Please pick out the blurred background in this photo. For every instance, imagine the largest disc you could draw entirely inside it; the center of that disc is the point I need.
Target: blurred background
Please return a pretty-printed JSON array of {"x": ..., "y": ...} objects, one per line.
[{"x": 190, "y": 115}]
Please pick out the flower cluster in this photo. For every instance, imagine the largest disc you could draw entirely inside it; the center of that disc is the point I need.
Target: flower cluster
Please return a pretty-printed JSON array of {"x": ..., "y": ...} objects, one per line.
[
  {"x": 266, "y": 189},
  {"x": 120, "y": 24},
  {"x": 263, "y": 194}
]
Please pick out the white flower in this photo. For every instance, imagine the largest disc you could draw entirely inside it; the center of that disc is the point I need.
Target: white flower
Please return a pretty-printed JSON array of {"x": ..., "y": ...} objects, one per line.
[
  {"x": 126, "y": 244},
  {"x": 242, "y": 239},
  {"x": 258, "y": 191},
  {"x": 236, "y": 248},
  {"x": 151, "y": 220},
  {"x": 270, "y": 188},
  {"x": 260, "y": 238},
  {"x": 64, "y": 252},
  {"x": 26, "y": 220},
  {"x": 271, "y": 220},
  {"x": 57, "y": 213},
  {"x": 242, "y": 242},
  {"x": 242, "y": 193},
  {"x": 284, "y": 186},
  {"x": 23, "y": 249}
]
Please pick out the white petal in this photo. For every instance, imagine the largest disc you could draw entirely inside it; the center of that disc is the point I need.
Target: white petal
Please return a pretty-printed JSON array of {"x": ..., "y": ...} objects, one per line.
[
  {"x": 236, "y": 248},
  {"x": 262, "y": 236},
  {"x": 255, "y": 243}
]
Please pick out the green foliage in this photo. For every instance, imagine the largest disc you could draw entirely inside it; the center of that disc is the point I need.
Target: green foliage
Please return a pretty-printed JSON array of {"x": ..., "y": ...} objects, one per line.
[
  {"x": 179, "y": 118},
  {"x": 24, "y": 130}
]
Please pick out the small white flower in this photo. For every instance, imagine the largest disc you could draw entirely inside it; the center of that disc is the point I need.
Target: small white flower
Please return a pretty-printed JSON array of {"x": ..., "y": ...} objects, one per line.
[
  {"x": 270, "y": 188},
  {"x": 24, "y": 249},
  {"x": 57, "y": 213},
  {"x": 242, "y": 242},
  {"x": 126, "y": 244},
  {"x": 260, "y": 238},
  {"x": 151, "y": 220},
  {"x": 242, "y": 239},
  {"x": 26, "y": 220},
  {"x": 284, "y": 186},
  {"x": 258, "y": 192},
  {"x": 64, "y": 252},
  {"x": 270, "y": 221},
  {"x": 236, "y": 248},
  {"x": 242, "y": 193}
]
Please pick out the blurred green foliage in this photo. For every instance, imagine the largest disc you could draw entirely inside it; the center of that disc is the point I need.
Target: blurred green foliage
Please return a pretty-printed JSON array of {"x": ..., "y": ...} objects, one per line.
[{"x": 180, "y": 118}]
───
WORK REQUEST
Output only an exact transcription of the lines above from the one with "Target: white petal" up to and including the one with "Target: green foliage".

SOLUTION TO THIS EXERCISE
Target: white petal
Please return a pretty-printed JSON array of {"x": ..., "y": ...} objects, one per line.
[
  {"x": 236, "y": 248},
  {"x": 262, "y": 236},
  {"x": 255, "y": 243}
]
Please pick out the green foliage in this photo. For every instance, imagine the largest disc you could draw entirely inside it; the center of that disc is the point I need.
Target: green foliage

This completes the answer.